- _Problem requirements_
Put the data, from its start through and including the line containing "[0,55,16,62]", into a two-column CSV with the columns input and output. Give one row for each text and its answer, with the text under input and the answer under output, each in a single quoted field with line breaks replaced by spaces.

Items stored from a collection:
------------------------------------------------

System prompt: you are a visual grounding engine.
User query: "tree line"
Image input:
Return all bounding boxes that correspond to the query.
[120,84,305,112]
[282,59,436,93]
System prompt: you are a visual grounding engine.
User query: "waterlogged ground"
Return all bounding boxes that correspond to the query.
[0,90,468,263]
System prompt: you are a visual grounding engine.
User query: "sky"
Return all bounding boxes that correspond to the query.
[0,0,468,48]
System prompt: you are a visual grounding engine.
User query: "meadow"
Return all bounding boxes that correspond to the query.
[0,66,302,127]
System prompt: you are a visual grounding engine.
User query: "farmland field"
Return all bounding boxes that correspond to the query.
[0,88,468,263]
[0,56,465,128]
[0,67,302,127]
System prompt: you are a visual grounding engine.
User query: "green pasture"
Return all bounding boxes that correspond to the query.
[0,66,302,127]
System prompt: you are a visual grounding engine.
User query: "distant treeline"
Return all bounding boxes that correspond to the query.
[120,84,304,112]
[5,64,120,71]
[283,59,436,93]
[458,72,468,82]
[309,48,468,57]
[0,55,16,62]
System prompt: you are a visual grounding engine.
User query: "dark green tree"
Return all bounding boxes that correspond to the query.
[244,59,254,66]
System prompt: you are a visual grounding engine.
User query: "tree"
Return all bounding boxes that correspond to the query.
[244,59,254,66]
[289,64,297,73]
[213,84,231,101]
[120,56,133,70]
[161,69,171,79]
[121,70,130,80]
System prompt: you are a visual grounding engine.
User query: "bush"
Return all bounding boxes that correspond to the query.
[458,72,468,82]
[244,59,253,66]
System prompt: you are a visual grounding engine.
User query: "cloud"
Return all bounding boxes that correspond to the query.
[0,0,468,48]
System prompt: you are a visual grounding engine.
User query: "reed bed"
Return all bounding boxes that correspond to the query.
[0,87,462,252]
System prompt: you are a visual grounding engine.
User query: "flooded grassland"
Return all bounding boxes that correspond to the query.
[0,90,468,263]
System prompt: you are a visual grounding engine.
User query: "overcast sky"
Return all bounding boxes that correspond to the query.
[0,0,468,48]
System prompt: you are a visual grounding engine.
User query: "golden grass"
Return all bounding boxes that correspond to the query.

------------------------------------------------

- _Result of this exercise_
input,output
"System prompt: you are a visual grounding engine. User query: ""tree line"" Image input: Return all bounding boxes that correspond to the query.","[120,84,305,112] [282,59,436,93]"
"System prompt: you are a visual grounding engine. User query: ""waterlogged ground"" Return all bounding boxes that correspond to the query.","[0,90,468,263]"
"System prompt: you are a visual grounding engine. User query: ""sky"" Return all bounding boxes that correspond to the query.","[0,0,468,48]"
"System prompt: you are a visual grounding engine. User query: ""meadow"" Return all bounding boxes that correspond to the query.","[0,66,302,127]"
"System prompt: you are a visual grounding engine. User query: ""farmland field"" Return all bounding boxes that correspond to the query.","[0,88,468,263] [0,56,465,128] [0,67,302,127]"
"System prompt: you are a visual grounding engine. User query: ""green pasture"" Return all bounding boxes that correspond to the query.","[0,66,302,127]"
"System prompt: you are a visual grounding engine. User query: ""distant treeline"" Return all bounding boxes that correspond to the query.","[120,84,304,112] [5,64,120,71] [283,59,436,93] [458,72,468,82] [309,48,468,57] [0,55,16,62]"